# Exercise requirements
Write out the material in full, matching each line exactly.

# Available data
----------
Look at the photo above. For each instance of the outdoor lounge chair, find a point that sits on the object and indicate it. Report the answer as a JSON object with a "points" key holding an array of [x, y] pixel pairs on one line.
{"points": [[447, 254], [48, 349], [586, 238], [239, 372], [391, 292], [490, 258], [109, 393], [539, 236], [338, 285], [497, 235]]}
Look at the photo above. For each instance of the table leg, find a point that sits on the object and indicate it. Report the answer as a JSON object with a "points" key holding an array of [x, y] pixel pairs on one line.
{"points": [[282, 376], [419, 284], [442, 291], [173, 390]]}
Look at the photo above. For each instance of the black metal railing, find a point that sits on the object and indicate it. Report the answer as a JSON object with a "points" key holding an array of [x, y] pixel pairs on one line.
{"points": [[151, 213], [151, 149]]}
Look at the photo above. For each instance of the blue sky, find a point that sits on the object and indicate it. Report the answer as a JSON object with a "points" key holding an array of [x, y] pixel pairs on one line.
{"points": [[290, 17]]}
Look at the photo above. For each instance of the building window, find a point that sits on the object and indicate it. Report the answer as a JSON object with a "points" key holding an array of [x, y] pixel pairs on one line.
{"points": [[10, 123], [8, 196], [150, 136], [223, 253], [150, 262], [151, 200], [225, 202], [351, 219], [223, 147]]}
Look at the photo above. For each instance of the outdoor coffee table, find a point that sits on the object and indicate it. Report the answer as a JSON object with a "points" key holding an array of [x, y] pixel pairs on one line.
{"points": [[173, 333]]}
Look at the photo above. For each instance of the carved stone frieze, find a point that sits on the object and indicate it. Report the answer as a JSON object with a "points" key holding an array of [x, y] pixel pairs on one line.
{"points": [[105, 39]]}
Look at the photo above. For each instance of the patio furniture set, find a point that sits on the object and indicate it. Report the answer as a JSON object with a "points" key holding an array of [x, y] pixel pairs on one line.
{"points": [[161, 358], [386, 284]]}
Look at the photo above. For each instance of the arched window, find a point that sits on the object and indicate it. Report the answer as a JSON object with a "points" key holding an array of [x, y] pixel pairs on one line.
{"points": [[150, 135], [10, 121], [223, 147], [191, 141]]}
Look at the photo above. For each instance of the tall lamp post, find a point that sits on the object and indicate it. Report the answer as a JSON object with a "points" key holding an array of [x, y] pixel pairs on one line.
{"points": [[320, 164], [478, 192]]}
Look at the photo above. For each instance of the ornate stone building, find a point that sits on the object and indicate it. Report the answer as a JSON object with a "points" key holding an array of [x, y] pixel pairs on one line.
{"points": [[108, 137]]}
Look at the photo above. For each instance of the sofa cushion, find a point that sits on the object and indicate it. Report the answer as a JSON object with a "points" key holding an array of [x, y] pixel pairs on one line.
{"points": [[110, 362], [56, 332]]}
----------
# Response area
Look at the photo above. For each instance of the outdoor lounge chair, find a point that sits on the object and indicate it. Report the answer as a JSON object with a "points" key holding an array of [x, y] pixel pairs on one line.
{"points": [[447, 254], [48, 349], [586, 238], [239, 372], [391, 292], [490, 258], [109, 393], [539, 236], [338, 285], [497, 235]]}
Look at the photo above. For each instance of the table leg, find a point that sits on the object and indicate it. Report the answer as a JSON object with a "points" key holding an array of [x, y] pixel pairs on one line.
{"points": [[282, 376], [419, 284], [442, 291], [173, 390]]}
Look at the photo above. For each instance of the black metal railing, find a point that sits on the object and indicate it. Report the answer as a JSON object with a "points" key holding an array of [x, y] pixel pairs on one line.
{"points": [[151, 213], [151, 149]]}
Look at the photo above. For each instance of the blue sky, find a point that sits on the object and indicate it. Report the answer as a JSON object with a "points" key holding an array of [x, y] pixel pairs on one line.
{"points": [[290, 17]]}
Look at the photo above. For each instance of the building window, find a point that sits on the object and indicate it. Report the answer as a JSON object with a "points" key holding an array of [x, y] pixel pairs on one line.
{"points": [[10, 123], [8, 196], [150, 136], [223, 253], [150, 262], [151, 200], [225, 202], [351, 219], [223, 147]]}
Look at the photo above. For each instance of the outdoor coffee table, find a point that sits on the object and indicate it. Report the answer as a JSON object with a "points" key holding an array of [x, y] pixel pairs on one line.
{"points": [[173, 333]]}
Look at the photo above. For each instance of the carved stone frieze, find a point that sits on the object and indicate it. Report the answer as a JSON object with a "points" key holding an array of [x, y] pixel pairs on one line.
{"points": [[105, 39]]}
Look at the photo above. For each instance of the patio furniture set, find a point that sits on the object and indicate it. Report the answer as a JSON object with a "points" key holding an array of [x, y] pixel pairs on one line.
{"points": [[161, 358], [386, 284]]}
Look at the photo above. For each instance of the arched window, find a point that sits on the object and indicate it. Report the answer as a JSON object with a "points" key holding an array of [x, y] pixel pairs on one line.
{"points": [[150, 135], [10, 121], [223, 147], [191, 141]]}
Look at the photo above. For each instance of the tall lamp post, find a point that sits on the object and indicate it. Report the answer as a JSON object with a "points" key holding an array of [x, y] pixel pairs on one line.
{"points": [[320, 164], [478, 192]]}
Look at the photo above. For each instance of the ornate stone building, find a point that sits on the object and indicate it. Report the answer as a JSON object with a "points" key holding an array of [x, y] pixel pairs on one line.
{"points": [[108, 137]]}
Look at the photo above. For each instance of the sofa cushion, find a point that sits on the object and indicate it. Report the answer as a JSON object with a "points" key holding an array of [x, y] pixel pairs on one line.
{"points": [[110, 362], [56, 332]]}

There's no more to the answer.